◆ **Aim of the exercise**
Please render the items as a JSON list of strings, one per line, beginning at the line that contains "Please mark the mountain ridge" and ending with the last line of the items. Omit blank lines and leave the pictures out.

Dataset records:
▬▬▬▬▬▬▬▬▬▬

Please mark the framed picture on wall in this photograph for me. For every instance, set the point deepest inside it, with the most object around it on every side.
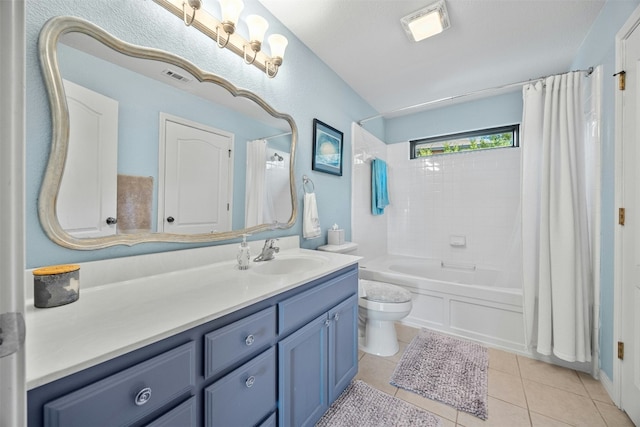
(327, 149)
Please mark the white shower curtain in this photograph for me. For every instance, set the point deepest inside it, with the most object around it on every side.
(557, 277)
(255, 185)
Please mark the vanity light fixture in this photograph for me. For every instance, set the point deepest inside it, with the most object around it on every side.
(426, 22)
(278, 44)
(225, 35)
(231, 10)
(257, 29)
(195, 5)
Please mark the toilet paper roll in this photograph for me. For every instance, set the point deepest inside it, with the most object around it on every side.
(336, 237)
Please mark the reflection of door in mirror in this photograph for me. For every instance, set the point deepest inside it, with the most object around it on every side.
(196, 167)
(86, 204)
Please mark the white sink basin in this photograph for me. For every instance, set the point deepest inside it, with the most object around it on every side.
(289, 265)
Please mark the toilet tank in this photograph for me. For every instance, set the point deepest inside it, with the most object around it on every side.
(346, 248)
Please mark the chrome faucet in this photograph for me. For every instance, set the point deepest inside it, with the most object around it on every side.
(268, 251)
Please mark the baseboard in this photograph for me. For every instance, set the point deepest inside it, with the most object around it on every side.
(608, 386)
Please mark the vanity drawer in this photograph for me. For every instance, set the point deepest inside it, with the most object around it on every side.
(298, 310)
(245, 396)
(238, 341)
(183, 415)
(129, 395)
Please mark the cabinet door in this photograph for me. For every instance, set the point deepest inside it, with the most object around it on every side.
(343, 346)
(303, 374)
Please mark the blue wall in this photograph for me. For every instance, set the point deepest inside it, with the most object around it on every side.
(599, 48)
(305, 88)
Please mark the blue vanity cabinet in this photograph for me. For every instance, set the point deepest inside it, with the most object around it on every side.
(244, 397)
(128, 396)
(319, 359)
(277, 362)
(343, 346)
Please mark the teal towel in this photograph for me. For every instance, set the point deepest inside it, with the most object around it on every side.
(379, 194)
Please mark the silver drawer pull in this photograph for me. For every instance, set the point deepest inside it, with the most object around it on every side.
(249, 382)
(249, 340)
(143, 396)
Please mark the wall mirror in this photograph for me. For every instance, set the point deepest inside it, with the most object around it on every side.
(147, 147)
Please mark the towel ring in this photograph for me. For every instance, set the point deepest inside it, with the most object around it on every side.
(306, 180)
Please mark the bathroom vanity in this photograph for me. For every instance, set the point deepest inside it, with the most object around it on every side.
(273, 348)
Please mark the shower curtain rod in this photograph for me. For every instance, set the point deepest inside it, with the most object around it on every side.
(276, 136)
(477, 92)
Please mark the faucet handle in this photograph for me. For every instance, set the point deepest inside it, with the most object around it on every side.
(269, 243)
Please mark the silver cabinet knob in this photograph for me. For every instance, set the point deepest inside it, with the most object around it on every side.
(143, 396)
(249, 382)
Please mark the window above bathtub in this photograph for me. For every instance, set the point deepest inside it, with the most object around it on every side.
(482, 139)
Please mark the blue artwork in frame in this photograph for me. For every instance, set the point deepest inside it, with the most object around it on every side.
(327, 148)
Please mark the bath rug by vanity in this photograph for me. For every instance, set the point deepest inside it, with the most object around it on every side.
(446, 369)
(361, 405)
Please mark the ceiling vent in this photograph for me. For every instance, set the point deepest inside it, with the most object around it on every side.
(176, 76)
(426, 22)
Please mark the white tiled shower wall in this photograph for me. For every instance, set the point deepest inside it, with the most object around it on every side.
(475, 195)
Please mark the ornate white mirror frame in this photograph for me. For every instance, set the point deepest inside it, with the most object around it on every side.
(50, 35)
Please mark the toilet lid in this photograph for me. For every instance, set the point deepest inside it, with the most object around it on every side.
(383, 292)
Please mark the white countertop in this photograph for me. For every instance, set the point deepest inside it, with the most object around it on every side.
(116, 318)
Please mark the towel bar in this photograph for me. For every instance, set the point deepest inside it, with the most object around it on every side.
(306, 180)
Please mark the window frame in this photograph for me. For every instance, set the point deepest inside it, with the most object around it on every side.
(421, 142)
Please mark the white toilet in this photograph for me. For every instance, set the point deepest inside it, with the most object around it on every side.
(380, 305)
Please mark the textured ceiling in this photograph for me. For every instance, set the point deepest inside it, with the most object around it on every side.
(490, 43)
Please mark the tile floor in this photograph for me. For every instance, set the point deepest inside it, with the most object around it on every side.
(522, 392)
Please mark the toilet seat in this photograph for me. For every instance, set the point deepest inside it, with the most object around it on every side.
(382, 292)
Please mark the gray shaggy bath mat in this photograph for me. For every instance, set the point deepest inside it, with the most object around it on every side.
(361, 405)
(445, 369)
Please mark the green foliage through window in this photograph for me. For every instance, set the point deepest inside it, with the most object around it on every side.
(505, 136)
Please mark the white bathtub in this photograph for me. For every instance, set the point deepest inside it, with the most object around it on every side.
(476, 303)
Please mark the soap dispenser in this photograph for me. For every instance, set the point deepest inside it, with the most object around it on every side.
(244, 255)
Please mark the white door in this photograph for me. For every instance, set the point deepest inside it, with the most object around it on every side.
(12, 259)
(628, 60)
(196, 185)
(88, 192)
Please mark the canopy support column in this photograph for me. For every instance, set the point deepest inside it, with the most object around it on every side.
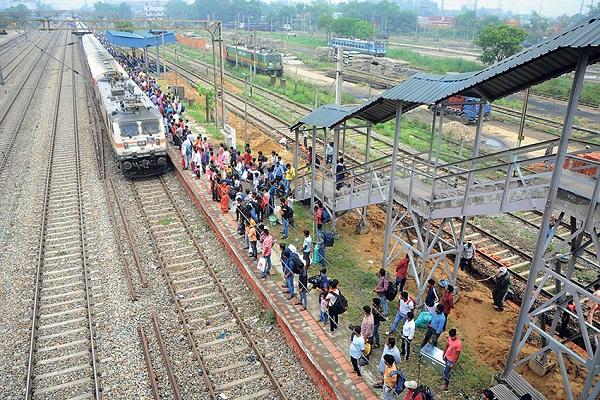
(390, 206)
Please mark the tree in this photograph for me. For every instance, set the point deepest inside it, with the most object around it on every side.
(124, 11)
(19, 12)
(499, 42)
(325, 22)
(124, 26)
(177, 9)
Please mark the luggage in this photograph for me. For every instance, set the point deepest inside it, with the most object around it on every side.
(423, 320)
(328, 239)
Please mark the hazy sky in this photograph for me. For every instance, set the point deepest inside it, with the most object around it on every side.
(547, 7)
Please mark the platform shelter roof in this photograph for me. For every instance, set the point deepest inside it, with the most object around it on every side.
(324, 116)
(546, 60)
(139, 39)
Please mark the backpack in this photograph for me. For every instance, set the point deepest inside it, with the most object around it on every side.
(391, 292)
(341, 305)
(325, 216)
(399, 388)
(424, 391)
(296, 263)
(328, 239)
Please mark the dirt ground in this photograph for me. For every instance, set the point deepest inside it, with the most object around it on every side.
(486, 332)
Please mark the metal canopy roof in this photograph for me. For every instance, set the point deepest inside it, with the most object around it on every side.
(324, 116)
(539, 63)
(139, 39)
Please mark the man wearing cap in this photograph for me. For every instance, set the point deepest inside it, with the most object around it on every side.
(501, 286)
(411, 389)
(467, 257)
(451, 354)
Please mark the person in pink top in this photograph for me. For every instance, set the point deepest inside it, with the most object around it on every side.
(451, 355)
(267, 241)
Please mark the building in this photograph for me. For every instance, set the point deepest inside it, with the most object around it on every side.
(154, 11)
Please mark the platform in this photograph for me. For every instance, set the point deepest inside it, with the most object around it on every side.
(328, 368)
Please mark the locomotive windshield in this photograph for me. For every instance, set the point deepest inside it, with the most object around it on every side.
(150, 128)
(128, 129)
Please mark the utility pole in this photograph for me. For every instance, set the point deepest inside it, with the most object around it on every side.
(338, 76)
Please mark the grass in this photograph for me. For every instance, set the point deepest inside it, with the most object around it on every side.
(440, 65)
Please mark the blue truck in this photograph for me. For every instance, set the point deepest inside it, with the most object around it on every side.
(466, 109)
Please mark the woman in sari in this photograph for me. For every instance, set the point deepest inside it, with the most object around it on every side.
(224, 197)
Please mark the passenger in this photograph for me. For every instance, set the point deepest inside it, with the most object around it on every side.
(402, 273)
(224, 197)
(378, 318)
(448, 302)
(451, 355)
(357, 345)
(408, 333)
(381, 288)
(431, 297)
(436, 326)
(501, 286)
(267, 241)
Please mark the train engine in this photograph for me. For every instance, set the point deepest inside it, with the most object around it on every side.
(133, 123)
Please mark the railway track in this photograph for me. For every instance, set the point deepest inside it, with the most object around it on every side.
(496, 251)
(11, 122)
(222, 344)
(62, 355)
(21, 54)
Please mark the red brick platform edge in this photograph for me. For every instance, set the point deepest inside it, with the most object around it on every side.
(313, 370)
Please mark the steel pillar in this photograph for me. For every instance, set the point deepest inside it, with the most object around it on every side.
(313, 170)
(543, 266)
(390, 205)
(296, 144)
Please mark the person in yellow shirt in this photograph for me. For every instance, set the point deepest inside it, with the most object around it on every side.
(288, 177)
(389, 377)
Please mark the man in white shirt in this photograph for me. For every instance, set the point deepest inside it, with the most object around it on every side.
(405, 305)
(389, 348)
(467, 256)
(408, 333)
(357, 346)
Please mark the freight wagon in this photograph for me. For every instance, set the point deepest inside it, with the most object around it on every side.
(266, 62)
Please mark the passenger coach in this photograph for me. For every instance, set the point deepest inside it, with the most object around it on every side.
(133, 122)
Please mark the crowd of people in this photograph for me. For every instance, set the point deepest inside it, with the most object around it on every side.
(257, 188)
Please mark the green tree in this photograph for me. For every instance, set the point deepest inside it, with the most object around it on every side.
(19, 11)
(499, 42)
(325, 22)
(177, 9)
(124, 26)
(124, 11)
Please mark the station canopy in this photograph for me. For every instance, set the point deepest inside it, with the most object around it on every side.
(140, 39)
(541, 62)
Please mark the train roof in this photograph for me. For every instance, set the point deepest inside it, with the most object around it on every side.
(102, 63)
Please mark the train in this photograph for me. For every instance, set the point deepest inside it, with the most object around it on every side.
(374, 48)
(133, 123)
(267, 61)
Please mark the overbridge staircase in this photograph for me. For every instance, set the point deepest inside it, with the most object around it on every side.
(506, 181)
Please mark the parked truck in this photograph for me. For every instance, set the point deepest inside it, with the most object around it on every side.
(466, 108)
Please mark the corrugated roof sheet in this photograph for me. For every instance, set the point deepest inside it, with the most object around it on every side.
(324, 116)
(138, 39)
(531, 66)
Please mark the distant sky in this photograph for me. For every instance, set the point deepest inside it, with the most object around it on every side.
(551, 8)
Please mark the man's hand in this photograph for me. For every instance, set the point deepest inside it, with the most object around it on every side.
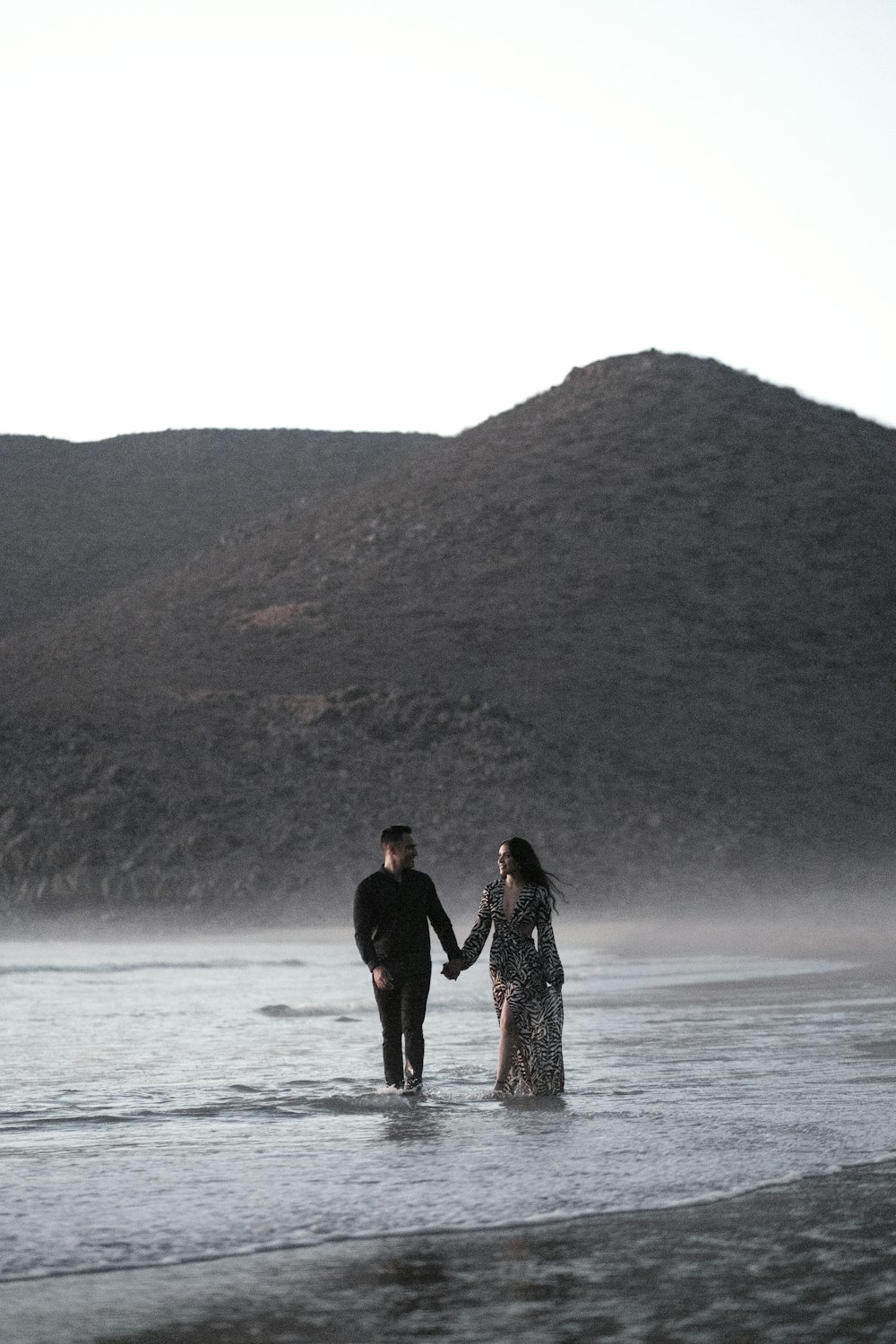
(382, 978)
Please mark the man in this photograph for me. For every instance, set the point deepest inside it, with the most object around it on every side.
(394, 909)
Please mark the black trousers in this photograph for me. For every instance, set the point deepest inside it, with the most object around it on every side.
(402, 1011)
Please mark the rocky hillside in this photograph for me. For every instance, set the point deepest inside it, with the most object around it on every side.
(81, 521)
(645, 617)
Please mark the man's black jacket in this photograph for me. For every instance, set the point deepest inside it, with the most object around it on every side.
(392, 922)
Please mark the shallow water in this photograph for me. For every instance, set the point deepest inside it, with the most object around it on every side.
(152, 1112)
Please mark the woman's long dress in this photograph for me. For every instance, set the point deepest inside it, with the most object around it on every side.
(530, 978)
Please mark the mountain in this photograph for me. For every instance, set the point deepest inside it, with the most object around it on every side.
(643, 618)
(81, 521)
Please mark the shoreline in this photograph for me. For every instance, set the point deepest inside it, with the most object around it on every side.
(813, 1260)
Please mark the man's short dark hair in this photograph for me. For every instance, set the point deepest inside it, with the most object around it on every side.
(392, 835)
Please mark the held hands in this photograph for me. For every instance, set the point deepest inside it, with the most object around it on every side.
(382, 978)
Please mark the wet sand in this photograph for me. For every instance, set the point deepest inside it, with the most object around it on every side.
(813, 1261)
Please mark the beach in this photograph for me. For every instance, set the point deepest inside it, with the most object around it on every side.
(810, 1261)
(188, 1161)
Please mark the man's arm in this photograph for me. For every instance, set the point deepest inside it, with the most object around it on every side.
(365, 924)
(443, 925)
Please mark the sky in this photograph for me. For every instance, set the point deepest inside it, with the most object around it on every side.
(413, 214)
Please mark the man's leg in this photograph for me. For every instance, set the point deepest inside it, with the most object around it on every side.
(389, 1003)
(414, 992)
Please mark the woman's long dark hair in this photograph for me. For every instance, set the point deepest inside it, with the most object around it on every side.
(530, 871)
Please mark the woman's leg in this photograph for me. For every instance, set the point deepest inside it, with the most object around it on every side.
(508, 1046)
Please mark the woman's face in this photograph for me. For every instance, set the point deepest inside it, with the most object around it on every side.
(506, 863)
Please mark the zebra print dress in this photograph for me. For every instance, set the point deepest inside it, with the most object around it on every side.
(530, 978)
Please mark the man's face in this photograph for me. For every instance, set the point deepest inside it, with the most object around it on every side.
(403, 852)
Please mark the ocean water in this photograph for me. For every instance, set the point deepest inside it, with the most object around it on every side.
(167, 1102)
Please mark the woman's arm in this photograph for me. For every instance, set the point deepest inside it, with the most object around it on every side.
(478, 933)
(547, 946)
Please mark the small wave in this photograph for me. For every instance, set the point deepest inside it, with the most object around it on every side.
(117, 968)
(306, 1239)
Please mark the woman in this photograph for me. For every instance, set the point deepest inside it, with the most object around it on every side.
(525, 980)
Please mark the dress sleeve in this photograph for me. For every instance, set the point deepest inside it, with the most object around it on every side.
(551, 964)
(478, 933)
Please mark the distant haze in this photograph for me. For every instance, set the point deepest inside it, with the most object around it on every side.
(645, 618)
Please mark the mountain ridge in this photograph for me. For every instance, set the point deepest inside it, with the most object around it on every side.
(670, 581)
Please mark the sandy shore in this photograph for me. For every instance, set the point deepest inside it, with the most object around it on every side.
(814, 1261)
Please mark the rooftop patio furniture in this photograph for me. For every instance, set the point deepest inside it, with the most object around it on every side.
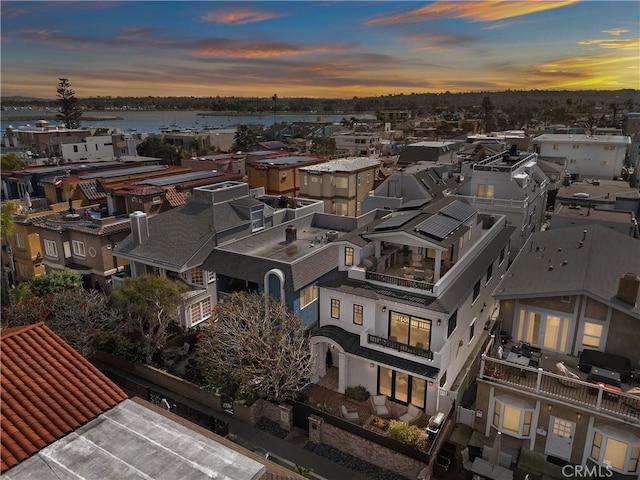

▬▬▬▬▬▬▬▬▬▬

◆ **Solution to the exercise**
[
  "Please mark the mountain ridge in this photograph for me. For every instance, set the point deepest inside it, with the most object around it on every side.",
  "(670, 581)",
  "Please mark the sandy shore in this photograph for me. For every instance, set the point deepest inside it, with the most object around it on every side.",
  "(814, 1261)",
  "Please mark the rooftop patio furniture in this photograph for me. For every instance, set the point deepest inside it, with the most object around it on every side."
]